**Your goal**
What you return must match the entries exactly, except that the pictures are gone.

┄┄┄┄┄┄

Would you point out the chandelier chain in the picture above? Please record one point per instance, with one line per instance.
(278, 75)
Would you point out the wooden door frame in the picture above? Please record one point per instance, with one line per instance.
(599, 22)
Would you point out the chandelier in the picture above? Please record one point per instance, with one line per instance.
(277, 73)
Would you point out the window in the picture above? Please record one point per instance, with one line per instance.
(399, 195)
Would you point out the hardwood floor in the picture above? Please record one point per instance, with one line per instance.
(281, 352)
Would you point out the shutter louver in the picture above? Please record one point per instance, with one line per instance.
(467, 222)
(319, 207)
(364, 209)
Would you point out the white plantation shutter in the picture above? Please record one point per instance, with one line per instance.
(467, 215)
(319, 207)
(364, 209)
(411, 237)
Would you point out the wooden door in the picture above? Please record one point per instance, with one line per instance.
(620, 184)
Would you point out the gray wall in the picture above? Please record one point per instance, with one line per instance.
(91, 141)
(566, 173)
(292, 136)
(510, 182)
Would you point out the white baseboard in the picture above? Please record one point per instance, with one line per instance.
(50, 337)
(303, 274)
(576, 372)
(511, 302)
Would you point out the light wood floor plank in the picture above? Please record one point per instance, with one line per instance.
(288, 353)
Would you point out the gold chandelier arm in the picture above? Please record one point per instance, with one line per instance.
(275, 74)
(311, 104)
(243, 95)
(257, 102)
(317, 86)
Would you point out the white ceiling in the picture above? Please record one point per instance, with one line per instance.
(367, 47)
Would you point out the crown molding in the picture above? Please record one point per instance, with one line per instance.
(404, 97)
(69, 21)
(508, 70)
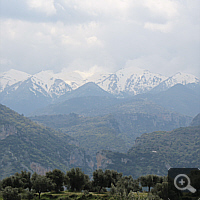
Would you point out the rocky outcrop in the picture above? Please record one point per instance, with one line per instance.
(102, 160)
(6, 130)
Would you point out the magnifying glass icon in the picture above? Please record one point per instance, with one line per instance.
(187, 187)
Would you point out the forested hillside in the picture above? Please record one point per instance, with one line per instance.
(26, 145)
(155, 153)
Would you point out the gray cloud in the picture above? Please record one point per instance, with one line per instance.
(160, 36)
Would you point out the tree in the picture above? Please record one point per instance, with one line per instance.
(161, 190)
(150, 181)
(76, 179)
(10, 193)
(57, 177)
(99, 179)
(127, 184)
(13, 181)
(112, 177)
(41, 183)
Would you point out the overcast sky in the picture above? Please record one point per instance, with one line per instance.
(162, 36)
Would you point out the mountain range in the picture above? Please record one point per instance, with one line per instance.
(28, 146)
(19, 90)
(156, 152)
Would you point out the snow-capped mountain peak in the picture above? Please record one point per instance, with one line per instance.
(180, 78)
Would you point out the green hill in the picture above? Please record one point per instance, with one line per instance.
(25, 145)
(92, 133)
(155, 153)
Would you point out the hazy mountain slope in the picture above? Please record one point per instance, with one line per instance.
(126, 121)
(196, 121)
(178, 98)
(11, 77)
(86, 90)
(28, 146)
(178, 78)
(130, 80)
(93, 134)
(20, 90)
(88, 106)
(155, 153)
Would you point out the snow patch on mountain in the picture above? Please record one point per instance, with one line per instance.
(11, 77)
(181, 78)
(129, 80)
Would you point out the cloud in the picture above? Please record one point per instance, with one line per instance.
(163, 35)
(46, 6)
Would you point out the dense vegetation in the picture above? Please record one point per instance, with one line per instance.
(115, 132)
(26, 186)
(26, 145)
(156, 152)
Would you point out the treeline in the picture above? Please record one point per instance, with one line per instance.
(25, 186)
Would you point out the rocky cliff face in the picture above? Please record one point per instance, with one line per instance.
(102, 160)
(6, 130)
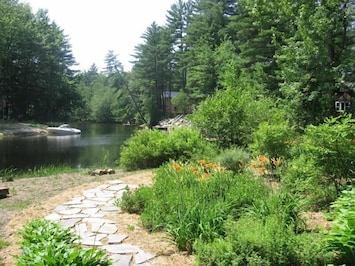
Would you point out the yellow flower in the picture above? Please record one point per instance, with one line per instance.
(276, 162)
(204, 177)
(201, 162)
(263, 159)
(177, 166)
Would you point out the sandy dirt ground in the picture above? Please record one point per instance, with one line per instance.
(32, 198)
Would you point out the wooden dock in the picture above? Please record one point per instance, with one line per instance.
(4, 191)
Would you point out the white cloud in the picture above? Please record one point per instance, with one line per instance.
(94, 27)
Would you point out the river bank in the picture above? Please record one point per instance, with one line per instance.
(35, 198)
(22, 129)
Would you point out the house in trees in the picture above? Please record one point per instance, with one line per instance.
(343, 103)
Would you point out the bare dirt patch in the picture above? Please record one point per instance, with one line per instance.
(32, 198)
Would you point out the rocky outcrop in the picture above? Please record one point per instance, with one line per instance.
(177, 121)
(102, 172)
(21, 129)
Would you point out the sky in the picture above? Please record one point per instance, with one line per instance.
(96, 26)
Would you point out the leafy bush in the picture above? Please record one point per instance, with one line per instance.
(304, 179)
(341, 238)
(134, 201)
(47, 243)
(192, 201)
(273, 139)
(252, 241)
(331, 146)
(151, 148)
(231, 116)
(234, 159)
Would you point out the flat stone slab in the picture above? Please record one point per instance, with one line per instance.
(142, 257)
(121, 260)
(90, 210)
(116, 182)
(69, 222)
(116, 239)
(117, 187)
(69, 211)
(4, 191)
(104, 228)
(53, 217)
(94, 240)
(122, 249)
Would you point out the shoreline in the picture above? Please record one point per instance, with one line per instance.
(22, 130)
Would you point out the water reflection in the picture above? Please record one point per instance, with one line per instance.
(62, 143)
(99, 144)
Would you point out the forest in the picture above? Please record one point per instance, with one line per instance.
(297, 56)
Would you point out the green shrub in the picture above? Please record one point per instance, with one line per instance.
(234, 159)
(231, 116)
(331, 146)
(193, 200)
(341, 238)
(134, 201)
(273, 139)
(151, 148)
(251, 241)
(47, 243)
(283, 206)
(304, 179)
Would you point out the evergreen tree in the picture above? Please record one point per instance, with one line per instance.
(152, 69)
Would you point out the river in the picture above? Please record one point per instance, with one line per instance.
(97, 146)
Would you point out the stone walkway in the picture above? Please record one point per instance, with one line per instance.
(86, 216)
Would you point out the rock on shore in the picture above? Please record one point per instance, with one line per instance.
(21, 129)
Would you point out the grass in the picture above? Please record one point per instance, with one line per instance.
(10, 173)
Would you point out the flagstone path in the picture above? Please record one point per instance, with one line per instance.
(86, 216)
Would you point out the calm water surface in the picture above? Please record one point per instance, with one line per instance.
(98, 145)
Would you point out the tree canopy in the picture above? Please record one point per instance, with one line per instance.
(298, 54)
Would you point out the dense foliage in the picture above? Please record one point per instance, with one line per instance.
(47, 243)
(341, 238)
(298, 54)
(36, 81)
(225, 218)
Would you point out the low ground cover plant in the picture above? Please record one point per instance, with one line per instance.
(151, 148)
(225, 218)
(341, 238)
(47, 243)
(193, 200)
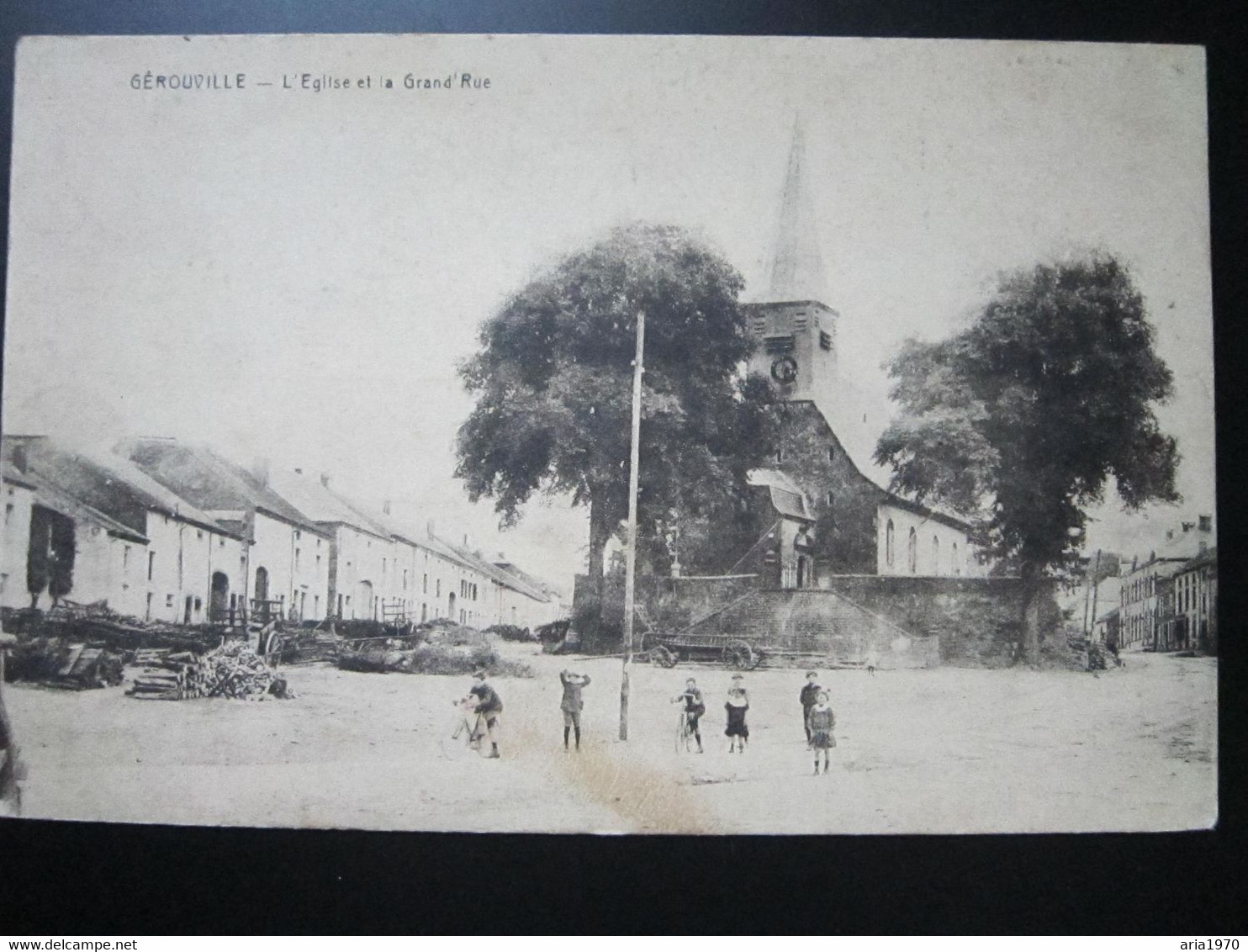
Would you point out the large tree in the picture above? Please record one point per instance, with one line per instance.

┄┄┄┄┄┄

**Your response**
Would you point out the chandelier chain in the picture above? Please record one point per instance, with one line per instance.
(278, 75)
Would you point out the wooden door frame in the picture above? Please record one point per instance, with one line per instance.
(599, 22)
Would you point out the chandelier in the picture above? Please record one point per instance, with one line per instance.
(277, 73)
Would you point out the window in the picture above? Please record one point per instance, with one line per instance.
(399, 195)
Would you point out the hardwood floor in the picture above? Please record one point per instance, with one line per instance.
(281, 352)
Would you point out the shutter louver in the picture above? Please record one point per instance, with one line per instance.
(467, 222)
(319, 207)
(364, 209)
Would you point out the white plantation shutter in the picture above? Please record one point per instance, with one line per instance.
(467, 215)
(319, 207)
(364, 209)
(411, 237)
Would you point out the wooden door in the picture above? Please record one point per instance, with one line per instance.
(620, 184)
Would you point out the gray wall in the picture above? Please record one point per instance, with one line per instance.
(91, 141)
(566, 173)
(292, 136)
(510, 182)
Would you point out the white baseboard in the picture above? Please record one point per instance, with one line per instance.
(50, 337)
(303, 274)
(576, 372)
(511, 302)
Would you point out the light wood floor plank in the picture above? Please record one point per instance, with one line per instance.
(288, 353)
Would you point out the gold chandelier arm in the picture above? Please record one point per instance, with one line per instance.
(275, 74)
(311, 104)
(243, 95)
(257, 102)
(317, 86)
Would you point out the white ceiling in the picture above? Please record one point per instance, with one line per instance.
(367, 47)
Would you point out the crown molding in the picture above? Please record one point per instance, with one line per instance.
(404, 97)
(69, 21)
(508, 70)
Would you point out the rocky outcrop in the picture above? Please record one point per instance, with one line per instance.
(102, 160)
(6, 130)
Would you point out the magnifying glass icon in the picture above? Please record one point per instance, with one line per instance.
(187, 187)
Would you point out the forested hillside in the picture above? Please record one point per instance, with one line per instance.
(26, 145)
(155, 153)
Would you point out the gray cloud in the picture above? Please record one point per instance, with one line per instance.
(160, 36)
Would you point out the tree in the picture above? Please record one point per instance, with one line per instance.
(161, 190)
(150, 181)
(76, 179)
(10, 193)
(57, 177)
(99, 179)
(127, 184)
(13, 181)
(112, 177)
(41, 183)
Would you point out the overcast sky in the picture above? Please record one point per instance, with one line per instance.
(162, 36)
Would you point out the mountain range in the picture above? Please record one point per instance, with one line per instance.
(28, 146)
(19, 90)
(156, 152)
Would you point out the snow-capped mountain peak in the picture above? Please record one point per instance, with one line per instance.
(180, 78)
Would you point out the green hill in the picture above? Please record one point per instance, with one line per instance.
(25, 145)
(92, 133)
(155, 153)
Would you point out the hazy mountain slope in the picture above? Please record one point per instance, with one line per instance.
(126, 121)
(196, 121)
(178, 98)
(11, 77)
(86, 90)
(28, 146)
(178, 78)
(130, 80)
(93, 134)
(20, 90)
(88, 106)
(155, 153)
Would you point out the snow patch on mountain in the picture above? Please record one point per instance, with one line per instance.
(11, 77)
(181, 78)
(129, 80)
Would you point out the cloud in the picture above? Please record one point per instance, with one line per instance.
(163, 35)
(46, 6)
Would you point out the dense vegetation in the picture above? Please record one point per instance, with one line per instance.
(115, 132)
(26, 186)
(26, 145)
(156, 152)
Would you point out the treeline in the picture above? Please record one point per instance, with one line per instance.
(25, 186)
Would you point out the rocky cliff face in the picture above? Please record one point per instance, with one line per instance.
(102, 160)
(6, 130)
Would you point out the yellow flower in the picture above? Please record one point per instance, with one line per instance.
(276, 162)
(204, 177)
(201, 162)
(263, 159)
(177, 166)
Would you point out the sandy dirt ground in the picture above? Please record one point per instance, with one line per instance.
(32, 198)
Would you point out the wooden dock in the picture above? Please record one point per instance, with one line per instance.
(4, 191)
Would you point out the white cloud in the picture above? Please record one point per instance, with one line per instance.
(94, 27)
Would you point out the river bank in the picture above? Please record one point per instance, with one line per instance.
(35, 198)
(22, 129)
Would you point out the house in trees in the picture above? Please record one point per instance, with one line per instance.
(343, 103)
Would you point out the bare dirt patch in the picture above? Please record one point per instance, with one line per instance.
(32, 198)
Would you point out the rocky outcrop in the picture above? Please record one point per instance, with one line per instance.
(177, 121)
(102, 172)
(21, 129)
Would you point out the sky in the picture above? Please record one point per instance, with one line per instance.
(96, 26)
Would you point out the leafy bush in the picture above? Please record one point per instance, with one line per instance.
(304, 179)
(341, 238)
(134, 201)
(47, 243)
(192, 201)
(273, 139)
(252, 241)
(331, 146)
(151, 148)
(231, 116)
(234, 159)
Would you point out the flat stone slab in the picture above? Please record one point per instance, with one line per instance.
(142, 257)
(121, 260)
(90, 210)
(116, 182)
(69, 222)
(116, 239)
(117, 187)
(69, 211)
(4, 191)
(104, 228)
(53, 217)
(94, 240)
(122, 249)
Would you point out the shoreline in the picture above? Please record one point per instance, with one line per instance.
(22, 130)
Would you point out the water reflection in the picture above? Please record one point per instance, with one line per instance.
(62, 143)
(99, 144)
Would you point out the forest in the picture above? Please record one point per instance, with one line per instance.
(297, 56)
Would you point out the green shrub in the picture above? Please record one point per instance, with one line per instance.
(234, 159)
(231, 116)
(331, 146)
(193, 200)
(341, 238)
(134, 201)
(273, 139)
(151, 148)
(251, 241)
(47, 243)
(283, 206)
(304, 179)
Would you point out the evergreen tree in the picture above? Please record one point per instance, with one line per instance.
(152, 69)
Would you point out the river in the picture above? Please record one point per instance, with one line per instance.
(97, 146)
Would you point out the stone walkway in the picture above? Please record one point per instance, with one line per instance.
(86, 216)
Would you point out the rock on shore in the picture above? Please record one point per instance, with one line per instance.
(21, 129)
Would you point out the grass in the picture above? Please record one point per instance, with one line per instance.
(10, 173)
Would you point out the flagstone path in the picture above? Please record one point per instance, with one line per instance.
(86, 216)
Would you point out the calm water surface in the picture above? Please record one point per instance, with one line per instance.
(98, 145)
Would you point out the tree canopy in the picture above? Please record one point per instance, with one line per instance.
(298, 54)
Would you point out the dense foliage in the picture above? Please record one point per instance, with one line per instance.
(47, 243)
(341, 238)
(298, 54)
(36, 81)
(225, 218)
Would you point out the low ground cover plant in the picture above? Please record one point per instance, with one line per instance.
(151, 148)
(225, 218)
(341, 238)
(47, 243)
(193, 200)
Would you point out the large tree in the picture above? Please record one point per instance, with one line per instance.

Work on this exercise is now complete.